_BRIEF:_ Please pull out every line in the items below that contains the word "Make", and copy each of those lines in full.

┌─ ENTRIES SUPPLIED

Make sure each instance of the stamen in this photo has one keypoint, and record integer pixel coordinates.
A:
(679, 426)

└─
┌─ ENTRIES SUPPLIED

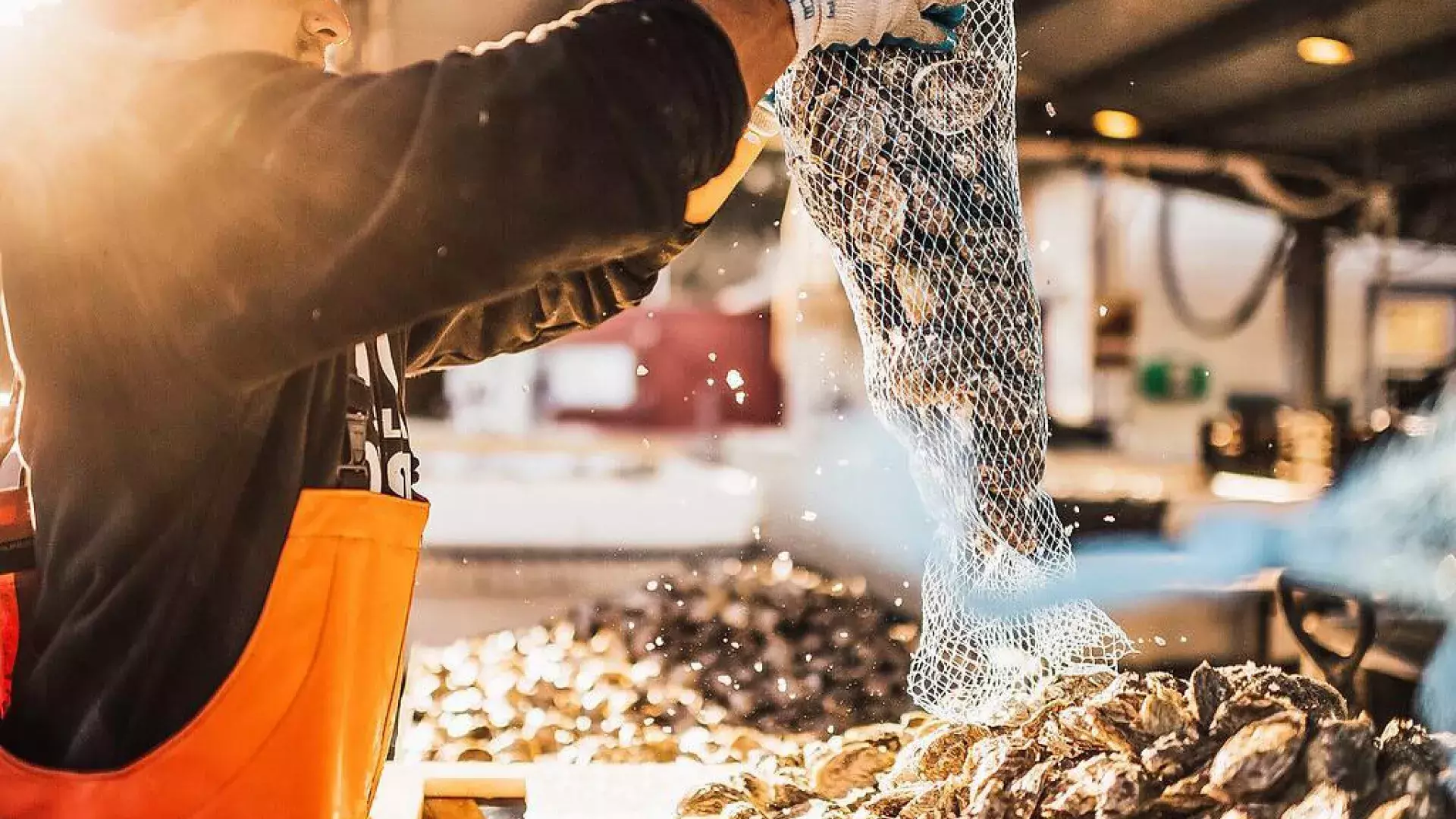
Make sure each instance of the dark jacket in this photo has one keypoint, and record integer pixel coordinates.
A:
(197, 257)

└─

_EXPECTED ANSWER:_
Make sure each instance of the stamen in this photo has one keypoint, and record integer pixel coordinates.
Make sure each instance of the dark jacket in this photo has one keypoint, and record integer pixel coordinates.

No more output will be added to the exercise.